■ **TASKS TO CARRY OUT**:
[A] Print the part of the passage on the UPCARE study that begins at the words "We investigated this" and stops after the words "by the VUMC.".
[B] Proceed with the text on the UPCARE nursing home study, continuing from its final sentence.

■ **SOURCE PASSAGE**:
++++++

We investigated this in 10 nursing home organisations in the Netherlands. The study is called “Using Point-of-Care C-reactive Protein to Guide Antibiotic Prescribing for Respiratory Tract Infections in Elderly Nursing Home Residents” (UPCARE) and is led by the VUMC.
The National Institute for Public Health and the Environment (RIVM), University Medical Centre Utrecht (UMCU), University of Maastricht (UM) and Saltro are the other partners in this study. The ZonMw Antibiotics Resistance Committee has previously assessed this study as ‘extremely relevant’.
Using a randomised design, we studied whether the use of CRP POCT in nursing homes leads to reductions in unnecessary antibiotic use compared to nursing homes that do not have CRP POCT at their disposal. In addition, among other things, attention is paid to cost effectiveness and factors that complicate or speed up implementation. Rogier Hopstaken is a member of the project group.

++++++

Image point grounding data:
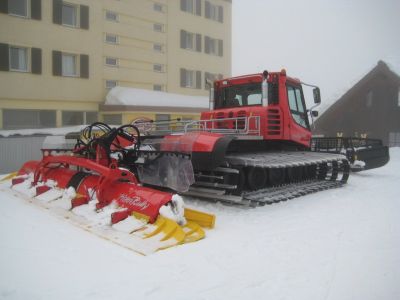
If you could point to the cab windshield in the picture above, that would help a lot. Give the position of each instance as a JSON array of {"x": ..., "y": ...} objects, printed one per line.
[{"x": 239, "y": 95}]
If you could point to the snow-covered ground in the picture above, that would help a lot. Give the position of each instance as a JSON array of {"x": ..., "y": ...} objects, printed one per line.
[{"x": 336, "y": 244}]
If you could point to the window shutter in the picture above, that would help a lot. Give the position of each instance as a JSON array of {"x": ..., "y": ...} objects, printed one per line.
[
  {"x": 57, "y": 11},
  {"x": 4, "y": 57},
  {"x": 198, "y": 79},
  {"x": 36, "y": 9},
  {"x": 36, "y": 62},
  {"x": 183, "y": 78},
  {"x": 207, "y": 8},
  {"x": 183, "y": 5},
  {"x": 183, "y": 39},
  {"x": 84, "y": 16},
  {"x": 198, "y": 42},
  {"x": 198, "y": 7},
  {"x": 84, "y": 66},
  {"x": 220, "y": 48},
  {"x": 57, "y": 65},
  {"x": 4, "y": 6},
  {"x": 220, "y": 14},
  {"x": 207, "y": 44}
]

++++++

■ **LIST OF ANSWERS**:
[A]
We investigated this in 10 nursing home organisations in the Netherlands. The study is called “Using Point-of-Care C-reactive Protein to Guide Antibiotic Prescribing for Respiratory Tract Infections in Elderly Nursing Home Residents” (UPCARE) and is led by the VUMC.

[B]
In six nursing homes, CRP POCT was introduced following personal training and instruction (Quikread go, Aidian). Five nursing homes were part of the control group. The study included 241 patients with a lower respiratory tract infection: 162 in the intervention group and 79 in the control group. Most patients were staying on the somatic and psychogeriatric wards.
The study ran smoothly and was completed shortly before the COVID-19 outbreak. It is still too early to share the main results. We will let you know as soon as possible whether CRP POCT also helps vulnerable elderly people in nursing homes to treat patients more effectively and with fewer unnecessary antibiotics, and whether the use of CRP POCT is cost-effective and found to be suitable for implementation in nursing home care.